* TASK STATEMENT: State how many lines of the material below contain the string "ymax", treating case as significant. Reply with the number alone.

* Bounding box annotation entries:
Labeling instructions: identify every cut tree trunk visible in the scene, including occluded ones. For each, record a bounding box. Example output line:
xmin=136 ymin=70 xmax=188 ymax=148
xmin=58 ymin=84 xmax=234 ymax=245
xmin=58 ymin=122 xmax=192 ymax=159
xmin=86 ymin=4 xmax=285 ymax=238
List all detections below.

* WRITTEN ANSWER: 4